* _Selected text_
↓
Monday, Apr. 02, 1956

Guests, Welcome & Unwelcome

"We want to see the machinery and the people," said pudgy Georgy Malenkov. "We are trying to combine them both, but the people are more important than the machinery." In a round of visits to Britain's atomic research laboratories and power plants last week, Georgy's fellow delegates made copious notes, but if

Georgy was interested he failed to show it. Yet he never neglected the people.

Sometimes his efforts came a cropper. Urged by photographers to pose with an English child in Hampton Court, Malenkov, with hundreds of children to pick from, unhappily seized on six-year-old Thomas Klouda and his brother Peter, aged three, and plunked them on his knees. The boys happened to be the sons of former Czechoslovakian Consul-General Antonin Klouda, who fled Prague after the Communist coup. "Frankly, my first thought," said father Klouda, "was how easy it would be to assassinate him."
↑
* _Exercise 1_
Condense the paragraph of the Malenkov article that begins "Sometimes his efforts came a cropper" into a short bulleted list that keeps its main facts.
* _Exercise 2_
Print the stretch of the Malenkov article from "Guests, Welcome &" through "neglected the people.".
Rely on the Malenkov article alone.

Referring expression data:
↓
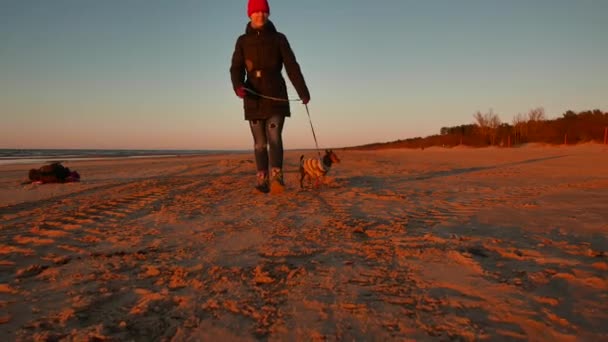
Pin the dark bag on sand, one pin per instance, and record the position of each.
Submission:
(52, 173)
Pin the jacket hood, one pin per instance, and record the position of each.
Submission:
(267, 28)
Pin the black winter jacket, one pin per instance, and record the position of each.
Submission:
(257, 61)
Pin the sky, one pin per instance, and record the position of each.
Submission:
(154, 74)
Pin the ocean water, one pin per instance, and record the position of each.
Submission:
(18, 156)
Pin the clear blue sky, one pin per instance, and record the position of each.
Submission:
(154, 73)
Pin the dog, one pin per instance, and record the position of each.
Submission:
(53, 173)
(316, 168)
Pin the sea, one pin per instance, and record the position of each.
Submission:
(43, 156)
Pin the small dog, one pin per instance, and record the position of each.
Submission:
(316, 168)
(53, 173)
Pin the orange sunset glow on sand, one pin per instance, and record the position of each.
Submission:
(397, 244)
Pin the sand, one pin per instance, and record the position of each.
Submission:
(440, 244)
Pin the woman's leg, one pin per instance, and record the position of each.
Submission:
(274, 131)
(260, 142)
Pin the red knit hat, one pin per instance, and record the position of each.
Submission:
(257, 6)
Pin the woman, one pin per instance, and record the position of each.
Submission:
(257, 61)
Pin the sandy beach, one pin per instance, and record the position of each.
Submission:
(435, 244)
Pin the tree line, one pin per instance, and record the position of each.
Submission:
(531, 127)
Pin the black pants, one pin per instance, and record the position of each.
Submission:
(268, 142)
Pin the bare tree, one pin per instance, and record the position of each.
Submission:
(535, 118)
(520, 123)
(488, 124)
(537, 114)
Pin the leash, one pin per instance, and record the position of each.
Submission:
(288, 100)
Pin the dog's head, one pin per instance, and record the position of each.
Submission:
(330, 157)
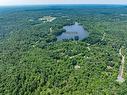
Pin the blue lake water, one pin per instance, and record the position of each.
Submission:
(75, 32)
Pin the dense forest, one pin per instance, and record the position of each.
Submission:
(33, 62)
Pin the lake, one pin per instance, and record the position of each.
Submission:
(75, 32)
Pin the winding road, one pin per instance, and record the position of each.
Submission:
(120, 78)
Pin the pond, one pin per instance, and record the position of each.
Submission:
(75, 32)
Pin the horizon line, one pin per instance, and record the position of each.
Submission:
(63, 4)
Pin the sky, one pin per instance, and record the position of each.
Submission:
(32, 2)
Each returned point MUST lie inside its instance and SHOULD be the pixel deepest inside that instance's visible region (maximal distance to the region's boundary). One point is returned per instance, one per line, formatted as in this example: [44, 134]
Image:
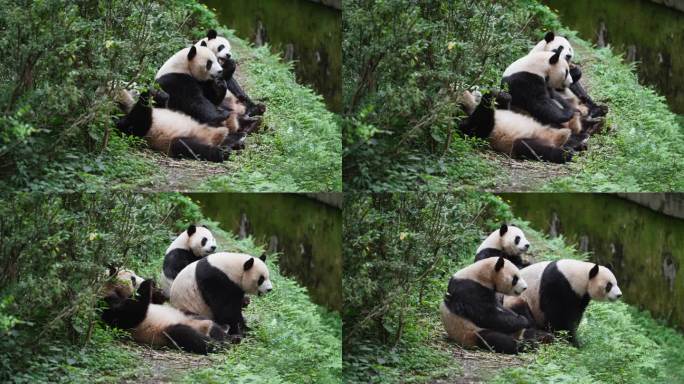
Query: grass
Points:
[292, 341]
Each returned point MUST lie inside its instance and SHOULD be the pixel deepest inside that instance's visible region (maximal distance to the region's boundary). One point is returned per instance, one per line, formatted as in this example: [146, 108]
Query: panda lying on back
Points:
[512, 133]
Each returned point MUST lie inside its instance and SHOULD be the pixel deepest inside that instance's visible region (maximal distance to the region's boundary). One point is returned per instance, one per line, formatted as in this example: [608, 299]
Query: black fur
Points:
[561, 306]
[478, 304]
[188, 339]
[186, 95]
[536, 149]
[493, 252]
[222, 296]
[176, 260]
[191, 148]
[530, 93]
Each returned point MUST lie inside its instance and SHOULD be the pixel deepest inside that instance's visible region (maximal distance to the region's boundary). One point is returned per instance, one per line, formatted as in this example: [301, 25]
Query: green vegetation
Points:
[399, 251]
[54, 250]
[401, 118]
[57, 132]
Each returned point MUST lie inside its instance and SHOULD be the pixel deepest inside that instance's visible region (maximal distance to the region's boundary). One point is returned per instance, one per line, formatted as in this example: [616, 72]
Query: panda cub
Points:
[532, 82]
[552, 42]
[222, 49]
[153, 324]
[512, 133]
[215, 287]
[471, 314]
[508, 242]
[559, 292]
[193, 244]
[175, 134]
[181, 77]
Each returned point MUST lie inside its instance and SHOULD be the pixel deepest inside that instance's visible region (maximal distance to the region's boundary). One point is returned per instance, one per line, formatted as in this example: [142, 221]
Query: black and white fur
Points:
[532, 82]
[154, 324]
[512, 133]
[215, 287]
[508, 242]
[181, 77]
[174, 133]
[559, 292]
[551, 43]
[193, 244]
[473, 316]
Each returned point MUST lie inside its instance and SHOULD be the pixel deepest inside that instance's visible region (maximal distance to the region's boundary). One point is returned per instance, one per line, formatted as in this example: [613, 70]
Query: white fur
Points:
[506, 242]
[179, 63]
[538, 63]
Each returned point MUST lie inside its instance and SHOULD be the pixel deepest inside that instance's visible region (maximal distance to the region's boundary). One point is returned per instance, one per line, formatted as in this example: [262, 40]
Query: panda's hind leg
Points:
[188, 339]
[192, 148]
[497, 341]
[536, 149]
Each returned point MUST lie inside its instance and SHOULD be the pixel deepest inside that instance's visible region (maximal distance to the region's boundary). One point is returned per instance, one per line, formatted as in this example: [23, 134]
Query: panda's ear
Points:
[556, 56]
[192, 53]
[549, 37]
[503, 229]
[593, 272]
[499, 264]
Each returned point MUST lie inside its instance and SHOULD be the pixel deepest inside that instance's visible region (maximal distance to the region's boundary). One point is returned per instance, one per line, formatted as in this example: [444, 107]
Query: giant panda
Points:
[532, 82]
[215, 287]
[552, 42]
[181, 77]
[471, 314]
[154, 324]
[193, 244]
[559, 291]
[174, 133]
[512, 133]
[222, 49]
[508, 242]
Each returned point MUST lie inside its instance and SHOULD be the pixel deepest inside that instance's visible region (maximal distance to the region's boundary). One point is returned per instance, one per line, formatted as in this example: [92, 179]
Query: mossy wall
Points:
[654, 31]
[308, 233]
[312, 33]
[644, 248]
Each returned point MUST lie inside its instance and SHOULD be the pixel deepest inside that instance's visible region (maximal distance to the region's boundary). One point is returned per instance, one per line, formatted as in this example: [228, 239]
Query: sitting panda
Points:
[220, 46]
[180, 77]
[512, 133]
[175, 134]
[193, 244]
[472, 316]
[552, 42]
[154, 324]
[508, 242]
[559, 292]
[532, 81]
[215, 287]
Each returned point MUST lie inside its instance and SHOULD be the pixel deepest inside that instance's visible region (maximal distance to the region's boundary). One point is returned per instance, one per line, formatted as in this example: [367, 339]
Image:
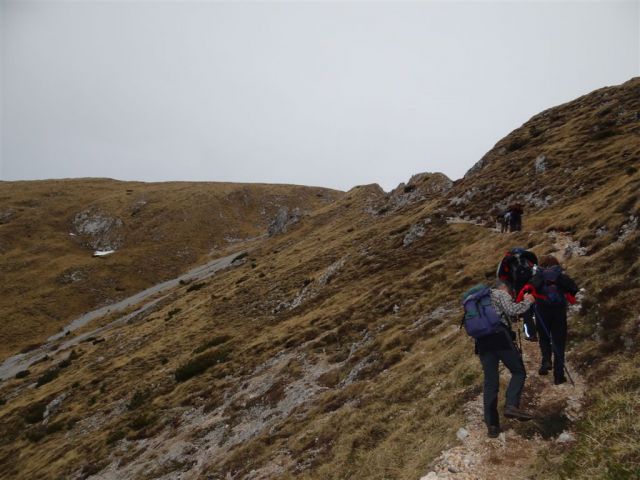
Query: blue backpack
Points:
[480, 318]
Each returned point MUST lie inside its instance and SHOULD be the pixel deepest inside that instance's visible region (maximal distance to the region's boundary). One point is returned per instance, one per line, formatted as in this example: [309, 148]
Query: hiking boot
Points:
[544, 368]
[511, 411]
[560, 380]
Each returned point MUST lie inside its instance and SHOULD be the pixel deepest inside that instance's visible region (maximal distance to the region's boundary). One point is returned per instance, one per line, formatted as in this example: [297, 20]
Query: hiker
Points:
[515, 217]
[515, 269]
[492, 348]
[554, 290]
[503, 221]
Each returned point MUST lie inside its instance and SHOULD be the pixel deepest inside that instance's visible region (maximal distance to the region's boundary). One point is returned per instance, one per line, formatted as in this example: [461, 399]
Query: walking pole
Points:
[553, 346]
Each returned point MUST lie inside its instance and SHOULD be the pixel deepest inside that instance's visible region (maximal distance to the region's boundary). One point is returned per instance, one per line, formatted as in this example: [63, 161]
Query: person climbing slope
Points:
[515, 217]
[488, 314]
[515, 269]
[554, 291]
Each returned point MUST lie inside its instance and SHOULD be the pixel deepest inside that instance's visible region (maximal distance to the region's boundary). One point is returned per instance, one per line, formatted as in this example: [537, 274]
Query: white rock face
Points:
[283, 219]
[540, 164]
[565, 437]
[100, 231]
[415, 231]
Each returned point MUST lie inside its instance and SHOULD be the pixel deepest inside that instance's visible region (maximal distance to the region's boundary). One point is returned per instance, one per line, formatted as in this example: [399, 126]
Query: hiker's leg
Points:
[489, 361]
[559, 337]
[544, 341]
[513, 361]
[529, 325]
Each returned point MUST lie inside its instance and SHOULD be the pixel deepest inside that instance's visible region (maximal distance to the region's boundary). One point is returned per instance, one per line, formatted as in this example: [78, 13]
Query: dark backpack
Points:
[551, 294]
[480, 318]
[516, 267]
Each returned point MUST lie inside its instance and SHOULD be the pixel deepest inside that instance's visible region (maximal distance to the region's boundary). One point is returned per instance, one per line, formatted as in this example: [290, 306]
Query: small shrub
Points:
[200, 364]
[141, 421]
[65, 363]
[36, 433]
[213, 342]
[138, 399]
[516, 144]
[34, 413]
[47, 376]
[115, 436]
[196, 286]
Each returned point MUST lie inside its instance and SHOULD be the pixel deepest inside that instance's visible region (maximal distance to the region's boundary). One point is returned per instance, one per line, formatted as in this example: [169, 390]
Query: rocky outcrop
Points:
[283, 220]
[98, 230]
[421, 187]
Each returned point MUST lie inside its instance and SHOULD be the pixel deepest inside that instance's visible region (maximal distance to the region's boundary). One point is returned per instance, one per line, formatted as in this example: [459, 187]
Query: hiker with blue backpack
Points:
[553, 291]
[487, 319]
↑
* _Answer space 1_
- Some of Malenkov's efforts with the people went wrong.
- At Hampton Court, photographers urged him to pose with an English child.
- With hundreds of children to choose from, he picked six-year-old Thomas Klouda and his three-year-old brother Peter and set them on his knees.
- The boys were sons of Antonin Klouda, a former Czechoslovakian Consul-General who fled Prague after the Communist coup.
- Their father said his first thought was how easy it would be to assassinate Malenkov.

* _Answer space 2_
Guests, Welcome & Unwelcome

"We want to see the machinery and the people," said pudgy Georgy Malenkov. "We are trying to combine them both, but the people are more important than the machinery." In a round of visits to Britain's atomic research laboratories and power plants last week, Georgy's fellow delegates made copious notes, but if

Georgy was interested he failed to show it. Yet he never neglected the people.